**TASK GOAL**: Report how many lines of the following entries include the string "side"; respond with the number alone.
==== DATASET ====
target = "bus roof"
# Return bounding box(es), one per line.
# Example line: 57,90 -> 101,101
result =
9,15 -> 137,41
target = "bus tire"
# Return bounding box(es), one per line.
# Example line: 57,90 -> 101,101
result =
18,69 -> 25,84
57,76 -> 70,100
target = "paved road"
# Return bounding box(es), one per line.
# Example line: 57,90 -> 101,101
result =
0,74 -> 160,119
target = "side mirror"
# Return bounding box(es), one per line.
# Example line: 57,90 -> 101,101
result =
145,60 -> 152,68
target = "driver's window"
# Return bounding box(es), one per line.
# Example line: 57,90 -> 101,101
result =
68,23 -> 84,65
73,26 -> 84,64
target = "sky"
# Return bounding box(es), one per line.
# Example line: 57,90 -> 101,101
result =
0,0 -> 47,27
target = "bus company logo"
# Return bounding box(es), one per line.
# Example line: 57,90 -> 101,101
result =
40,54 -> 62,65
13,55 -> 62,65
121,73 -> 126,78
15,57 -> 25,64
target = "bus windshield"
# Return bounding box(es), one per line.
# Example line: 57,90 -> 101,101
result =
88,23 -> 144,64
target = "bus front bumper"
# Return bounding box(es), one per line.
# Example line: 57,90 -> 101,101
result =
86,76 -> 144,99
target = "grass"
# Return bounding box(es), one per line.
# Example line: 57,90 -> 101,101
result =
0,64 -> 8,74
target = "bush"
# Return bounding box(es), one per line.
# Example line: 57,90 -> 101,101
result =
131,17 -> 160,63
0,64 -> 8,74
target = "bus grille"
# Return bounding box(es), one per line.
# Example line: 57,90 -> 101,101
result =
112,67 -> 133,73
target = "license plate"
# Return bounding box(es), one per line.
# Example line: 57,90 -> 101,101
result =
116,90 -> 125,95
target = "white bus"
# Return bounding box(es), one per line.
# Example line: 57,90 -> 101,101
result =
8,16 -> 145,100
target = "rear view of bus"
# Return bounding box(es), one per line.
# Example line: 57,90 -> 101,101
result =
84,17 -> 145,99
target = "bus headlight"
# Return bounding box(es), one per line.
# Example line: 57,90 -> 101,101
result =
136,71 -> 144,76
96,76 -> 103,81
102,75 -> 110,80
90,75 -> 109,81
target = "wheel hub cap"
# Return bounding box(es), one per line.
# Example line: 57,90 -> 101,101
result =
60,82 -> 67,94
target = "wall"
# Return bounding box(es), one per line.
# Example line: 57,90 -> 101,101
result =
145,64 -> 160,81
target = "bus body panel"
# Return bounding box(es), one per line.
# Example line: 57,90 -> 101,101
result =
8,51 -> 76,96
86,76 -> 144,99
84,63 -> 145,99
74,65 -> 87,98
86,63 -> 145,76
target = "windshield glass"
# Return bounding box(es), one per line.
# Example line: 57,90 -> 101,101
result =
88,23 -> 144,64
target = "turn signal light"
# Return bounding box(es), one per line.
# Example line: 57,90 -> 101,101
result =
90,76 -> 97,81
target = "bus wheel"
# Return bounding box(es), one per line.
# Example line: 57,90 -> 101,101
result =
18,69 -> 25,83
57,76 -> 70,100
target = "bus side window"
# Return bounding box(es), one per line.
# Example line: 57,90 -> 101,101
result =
====
**RESULT OF THIS TASK**: 2